Lines of data:

------------------------------------------------------------------------

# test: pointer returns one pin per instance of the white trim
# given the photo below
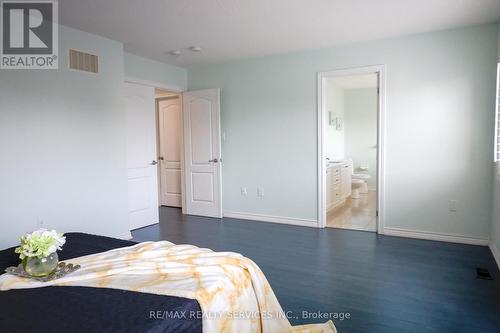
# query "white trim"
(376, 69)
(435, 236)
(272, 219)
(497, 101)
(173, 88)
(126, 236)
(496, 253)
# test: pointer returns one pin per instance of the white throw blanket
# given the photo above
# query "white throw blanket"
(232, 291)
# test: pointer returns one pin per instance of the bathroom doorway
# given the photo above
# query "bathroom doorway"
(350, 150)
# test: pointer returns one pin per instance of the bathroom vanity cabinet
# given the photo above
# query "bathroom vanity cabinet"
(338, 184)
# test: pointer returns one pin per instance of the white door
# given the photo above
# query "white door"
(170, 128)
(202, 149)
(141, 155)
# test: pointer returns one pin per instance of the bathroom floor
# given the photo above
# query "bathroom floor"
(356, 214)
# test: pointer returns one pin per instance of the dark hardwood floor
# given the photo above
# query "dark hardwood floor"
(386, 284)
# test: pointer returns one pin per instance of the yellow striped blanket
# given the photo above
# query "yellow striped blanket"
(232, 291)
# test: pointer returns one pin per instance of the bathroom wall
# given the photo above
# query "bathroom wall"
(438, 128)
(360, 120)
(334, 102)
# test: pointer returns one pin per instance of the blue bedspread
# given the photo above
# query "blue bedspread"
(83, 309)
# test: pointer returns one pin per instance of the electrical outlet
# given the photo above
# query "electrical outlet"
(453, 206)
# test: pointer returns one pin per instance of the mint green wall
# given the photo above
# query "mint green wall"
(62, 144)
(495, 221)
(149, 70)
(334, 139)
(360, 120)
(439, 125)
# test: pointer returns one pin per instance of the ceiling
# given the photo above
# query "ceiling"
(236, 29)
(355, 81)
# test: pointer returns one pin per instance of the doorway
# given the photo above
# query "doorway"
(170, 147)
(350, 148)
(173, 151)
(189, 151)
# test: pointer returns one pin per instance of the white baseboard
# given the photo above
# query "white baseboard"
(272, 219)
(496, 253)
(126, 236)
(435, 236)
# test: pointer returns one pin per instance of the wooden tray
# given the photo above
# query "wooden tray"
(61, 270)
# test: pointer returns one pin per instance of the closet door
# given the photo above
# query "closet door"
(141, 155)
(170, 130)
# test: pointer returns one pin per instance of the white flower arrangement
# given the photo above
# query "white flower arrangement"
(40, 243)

------------------------------------------------------------------------

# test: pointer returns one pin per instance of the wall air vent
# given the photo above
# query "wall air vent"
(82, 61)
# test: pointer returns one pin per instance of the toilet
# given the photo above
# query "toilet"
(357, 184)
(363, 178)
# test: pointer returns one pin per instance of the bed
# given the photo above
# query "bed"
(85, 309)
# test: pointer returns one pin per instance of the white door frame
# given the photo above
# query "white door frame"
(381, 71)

------------------------------------------------------------------------

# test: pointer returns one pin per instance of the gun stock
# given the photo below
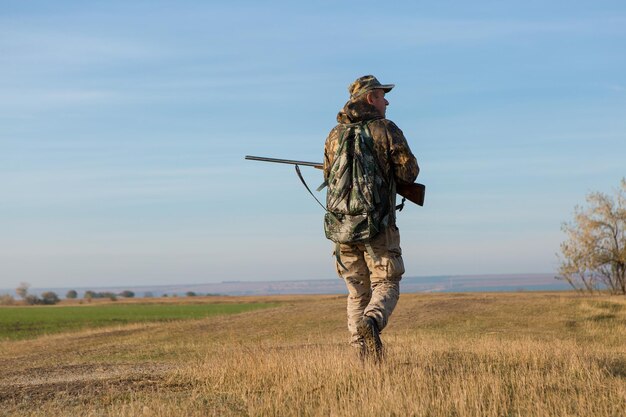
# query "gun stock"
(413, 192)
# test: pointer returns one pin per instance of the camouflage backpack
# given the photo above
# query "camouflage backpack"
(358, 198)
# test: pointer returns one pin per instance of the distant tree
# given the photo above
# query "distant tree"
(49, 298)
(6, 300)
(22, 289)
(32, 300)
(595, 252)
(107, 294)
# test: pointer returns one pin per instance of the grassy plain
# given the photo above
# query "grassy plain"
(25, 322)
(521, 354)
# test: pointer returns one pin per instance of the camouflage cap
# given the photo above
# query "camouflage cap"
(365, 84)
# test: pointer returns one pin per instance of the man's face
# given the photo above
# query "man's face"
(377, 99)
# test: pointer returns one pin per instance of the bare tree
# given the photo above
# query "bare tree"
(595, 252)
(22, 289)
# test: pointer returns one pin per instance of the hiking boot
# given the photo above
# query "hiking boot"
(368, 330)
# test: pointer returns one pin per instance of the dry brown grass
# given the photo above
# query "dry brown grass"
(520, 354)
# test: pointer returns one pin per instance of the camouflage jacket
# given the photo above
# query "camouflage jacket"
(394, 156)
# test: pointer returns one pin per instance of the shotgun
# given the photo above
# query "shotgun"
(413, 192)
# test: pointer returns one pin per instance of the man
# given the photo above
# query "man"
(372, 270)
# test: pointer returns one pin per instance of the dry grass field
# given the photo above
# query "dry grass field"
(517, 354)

------------------------------------------------------------------------

Do this: Filter the listing above down to the lines that contain the string "field", and copy each such line in full. Case counts when matching.

Complete answer:
# test: pointer returns one pin per instance of the dry grass field
# query "dry grass field"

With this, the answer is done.